══ Data entries ══
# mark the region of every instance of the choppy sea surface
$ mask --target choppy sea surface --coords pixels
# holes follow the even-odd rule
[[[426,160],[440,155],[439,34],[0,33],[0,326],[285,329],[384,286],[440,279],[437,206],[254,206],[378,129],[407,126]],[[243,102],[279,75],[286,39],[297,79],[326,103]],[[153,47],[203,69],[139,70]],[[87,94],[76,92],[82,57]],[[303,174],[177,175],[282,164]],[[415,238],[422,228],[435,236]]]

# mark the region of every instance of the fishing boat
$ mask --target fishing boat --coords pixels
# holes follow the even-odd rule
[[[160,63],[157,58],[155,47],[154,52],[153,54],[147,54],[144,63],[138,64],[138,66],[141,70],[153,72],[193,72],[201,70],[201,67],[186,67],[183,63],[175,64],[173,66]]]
═══
Nothing but the lines from the line with "# mark the region of every instance of the fishing" to the last line of the listing above should appear; please retype them exactly, both ends included.

# mark the region of every instance of the fishing boat
$ mask --target fishing boat --coords pixels
# holes follow the even-odd rule
[[[160,63],[157,58],[155,47],[154,52],[153,54],[147,54],[144,63],[138,64],[138,66],[141,70],[153,72],[193,72],[201,70],[201,67],[186,67],[183,63],[175,64],[173,66]]]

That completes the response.